§ **Belge bölümü**:
┏━━
Cumhuriyet tarihinde, içinde bulunduğumuz dönem dahil hiçbir dönemde, tutarlı bir göç politikası olmamıştır.
Öyle bir politika izlenseydi ve yürürlükte olsaydı, bugün İstanbul’da bir nüfus patlaması yaşanmazdı ve güzelim İstanbul beton kent durumuna gelmezdi.
Ayni durum İzmir, Ankara, Antalya, Mersin, Adana ve Gaziantep gibi her geçen gün büyüyen kentlerimiz için de geçerli.
Ve bu saydığım kentler, yanlış ve kayırmacı imar planları, ardından imar revizyon planları ile ve sağlıksız yapılaşmalarla beton yığınına dönmezdi.
Kapsamlı ve tutarlı bir göç politikamız olsaydı, daha neler olurdu?
Sosyal hizmet köylere kadar girer, köy boşalmaları önlenmiş olurdu.
Köylerden kentlere akın olmayınca tarım da bitmezdi.
Tarım ile ilgili teknolıjik araçların tarlalara, bağlara, bahçelere girmesiyle, tarımda söz sahibi bir ülke olurduk ve samanı bile dışardan ithal etmek zorunda kalmazdık.
Bu arada hayvancılık da gelişerek büyür ve dışardan canlı hayvan ya da dondurulmuş et almaya muhtaç duruma düşmez, yurt dışına canlı hayvan ve et ihraç eden bir ülke olurduk.
┗━━
Göç politikası metninden "Cumhuriyet tarihinde, içinde" ile "daha neler olurdu?" arasındaki kısmı, iki ucu da dahil, hiç değiştirmeden geri ver.

§ **Verilen satırlar**:
┏━━
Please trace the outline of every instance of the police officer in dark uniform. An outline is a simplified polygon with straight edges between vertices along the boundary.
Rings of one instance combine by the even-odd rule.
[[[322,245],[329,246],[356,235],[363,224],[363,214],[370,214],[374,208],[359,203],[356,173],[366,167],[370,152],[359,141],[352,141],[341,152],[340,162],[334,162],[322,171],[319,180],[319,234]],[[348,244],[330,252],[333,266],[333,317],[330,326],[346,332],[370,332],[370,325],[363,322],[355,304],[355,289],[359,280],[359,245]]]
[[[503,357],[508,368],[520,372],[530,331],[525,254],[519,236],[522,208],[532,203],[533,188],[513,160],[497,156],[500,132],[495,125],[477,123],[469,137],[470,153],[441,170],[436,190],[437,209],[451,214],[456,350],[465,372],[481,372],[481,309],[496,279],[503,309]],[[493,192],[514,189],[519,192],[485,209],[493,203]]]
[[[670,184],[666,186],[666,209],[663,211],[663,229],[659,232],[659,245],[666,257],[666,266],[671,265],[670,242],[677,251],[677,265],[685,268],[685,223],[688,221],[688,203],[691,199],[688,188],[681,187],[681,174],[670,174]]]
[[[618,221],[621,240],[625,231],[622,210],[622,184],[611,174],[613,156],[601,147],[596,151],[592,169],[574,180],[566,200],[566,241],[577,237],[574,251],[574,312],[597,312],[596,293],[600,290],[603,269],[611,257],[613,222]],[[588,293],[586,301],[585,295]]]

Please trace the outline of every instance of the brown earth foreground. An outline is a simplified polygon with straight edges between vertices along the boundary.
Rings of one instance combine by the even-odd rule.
┗━━
§ **Tamamlanan görev**:
Cumhuriyet tarihinde, içinde bulunduğumuz dönem dahil hiçbir dönemde, tutarlı bir göç politikası olmamıştır.
Öyle bir politika izlenseydi ve yürürlükte olsaydı, bugün İstanbul’da bir nüfus patlaması yaşanmazdı ve güzelim İstanbul beton kent durumuna gelmezdi.
Ayni durum İzmir, Ankara, Antalya, Mersin, Adana ve Gaziantep gibi her geçen gün büyüyen kentlerimiz için de geçerli.
Ve bu saydığım kentler, yanlış ve kayırmacı imar planları, ardından imar revizyon planları ile ve sağlıksız yapılaşmalarla beton yığınına dönmezdi.
Kapsamlı ve tutarlı bir göç politikamız olsaydı, daha neler olurdu?